Tâches à effectuer -
[1] Recopiez mot pour mot le passage de l'entretien sur le surendettement des ménages, depuis « ECE: On parle » jusqu'à « l’encombrement des services? ».
[2] Prolongez l'entretien sur le surendettement des ménages à partir de sa dernière phrase.

Texte fourni -
Cela étant, des milliers, voire des dizaines de milliers de ménages, ont vu leurs factures d’énergie exploser, sans bénéficier d’aides particulières, car étant juste au-dessus du BIM (bénéficiaire d’intervention majorée) ou faisant partie de la classe moyenne, et sont en grande difficulté. Ils peuvent se tourner vers les CPAS: on a en effet dégagé des sommes substantielles pour des aides directes à la population et également pour engager du personnel, ce qui n’est pas évident vu le contexte actuel. Mais il est vrai qu’il y a des pratiques très différentes d’un CPAS à l’autre et les aides n’arrivent peut-être pas forcément à ce public. Il y a des circulaires, on informe, mais c’est un changement dans les pratiques de certains CPAS d’aider des personnes qui ne sont pas dans les conditions du revenu d’intégration sociale ou de l’aide sociale.
On attend aussi des mesures fortes du fédéral qui lui-même attend la position de l’Union européenne. À cette date (13/9, date de l’interview – NDLR), on est encore dans l’expectative.
ECE: On parle à nouveau de saturation des services de médiation de dettes (SMD). Comment faire face à cette hausse de demandes? Le Plan social santé intégré (PSSI) va-t-il changer la donne? Dans ce contexte, certains CPAS décident de se défaire de leur SMD. Est-ce normal? Une campagne de visibilisation des SMD est-elle une bonne chose, vu l’encombrement des services?
A.Maron: Les pouvoirs publics doivent avant tout offrir un bouclier de protection pour empêcher les ménages de sombrer dans le surendettement. On ne peut pas admettre que des pans entiers de la population sombrent dans les difficultés financières. Après, on imagine bien que les SMD ressentent le contrecoup de cette situation, tout comme c’est le cas dans les CPAS. Pendant la crise Covid, on a renforcé le soutien financier des SMD publics CPAS et privés, COCOM et COCOF, à hauteur d’un montant global de 2,7 millions d’euros. La mise en œuvre du PSSI et l’adoption de textes pour permettre l’harmonisation des cadres vont se traduire en un renforcement budgétaire, notamment pour les services COCOM. Mais il faudra attendre le temps de l’élaboration des textes. Quant aux changements liés à la mise en œuvre du PSSI, le fait de gérer le social et la santé de manière intégrée reposera sur une vision transversale et territorialisée, qui ne se fera qu’avec la participation et l’adhésion des acteurs concernés.

Entrées de données:
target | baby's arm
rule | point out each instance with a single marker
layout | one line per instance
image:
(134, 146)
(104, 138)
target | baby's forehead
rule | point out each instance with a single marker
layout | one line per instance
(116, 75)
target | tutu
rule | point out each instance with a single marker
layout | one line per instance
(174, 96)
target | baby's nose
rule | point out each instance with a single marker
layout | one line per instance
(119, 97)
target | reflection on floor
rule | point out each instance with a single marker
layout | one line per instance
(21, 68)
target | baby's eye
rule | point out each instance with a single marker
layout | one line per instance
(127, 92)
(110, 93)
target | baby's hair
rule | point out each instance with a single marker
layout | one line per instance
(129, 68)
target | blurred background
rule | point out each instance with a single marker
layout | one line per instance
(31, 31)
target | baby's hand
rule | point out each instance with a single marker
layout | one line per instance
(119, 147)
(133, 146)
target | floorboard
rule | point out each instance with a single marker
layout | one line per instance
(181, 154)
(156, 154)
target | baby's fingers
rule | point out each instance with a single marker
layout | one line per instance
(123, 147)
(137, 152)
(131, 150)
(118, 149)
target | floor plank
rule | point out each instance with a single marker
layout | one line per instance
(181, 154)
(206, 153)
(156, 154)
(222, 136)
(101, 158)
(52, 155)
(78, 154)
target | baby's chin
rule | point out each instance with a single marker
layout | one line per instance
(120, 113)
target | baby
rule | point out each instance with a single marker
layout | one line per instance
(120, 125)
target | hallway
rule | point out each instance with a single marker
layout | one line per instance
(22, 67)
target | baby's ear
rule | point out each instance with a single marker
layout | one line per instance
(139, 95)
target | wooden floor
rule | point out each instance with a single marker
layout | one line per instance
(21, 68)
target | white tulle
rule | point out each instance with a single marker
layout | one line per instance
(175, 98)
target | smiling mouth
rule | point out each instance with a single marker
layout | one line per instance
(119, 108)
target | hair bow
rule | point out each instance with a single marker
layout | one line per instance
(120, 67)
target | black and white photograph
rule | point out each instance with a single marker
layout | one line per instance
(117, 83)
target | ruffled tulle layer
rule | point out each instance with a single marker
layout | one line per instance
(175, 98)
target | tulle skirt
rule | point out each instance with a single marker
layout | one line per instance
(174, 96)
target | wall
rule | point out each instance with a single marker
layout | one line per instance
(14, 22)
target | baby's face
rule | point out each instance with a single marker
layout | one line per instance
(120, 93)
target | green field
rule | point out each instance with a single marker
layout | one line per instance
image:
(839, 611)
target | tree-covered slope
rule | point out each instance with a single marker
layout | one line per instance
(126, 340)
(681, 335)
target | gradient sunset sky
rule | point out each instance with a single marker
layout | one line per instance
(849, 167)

Réponses -
[1]
ECE: On parle à nouveau de saturation des services de médiation de dettes (SMD). Comment faire face à cette hausse de demandes? Le Plan social santé intégré (PSSI) va-t-il changer la donne? Dans ce contexte, certains CPAS décident de se défaire de leur SMD. Est-ce normal? Une campagne de visibilisation des SMD est-elle une bonne chose, vu l’encombrement des services?

[2]
Il va aussi falloir objectiver la saturation: on se doute que les SMD sont plus sollicités, mais on devrait pouvoir chiffrer cela. À cet égard, on travaille à la généralisation d’un logiciel commun à l’ensemble des SMD bruxellois pour pouvoir générer une gestion administrative harmonisée et disposer de statistiques complètes, mais il n’y a pas encore d’accord sur le logiciel dans le secteur.
Concernant le fait qu’un CPAS mette son SMD entre parenthèses, c’est interpellant. Sans doute le surcroît de travail dans les services de première ligne et la difficulté de recruter ne sont-ils pas étrangers à cette situation. Mais il faut en tout cas que la subvention octroyée pour le service à rendre soit bien dédiée.
Quant au fait de mener des campagnes pour informer les citoyens de leurs droits et des services existants, c’est important qu’ils soient au courant de ce qui existe et qu’ils se rendent le plus tôt possible dans les services pour demander de l’aide. Un conseil préventif peut permettre d’éviter d’avoir à prendre en charge de gros dossiers très lourds.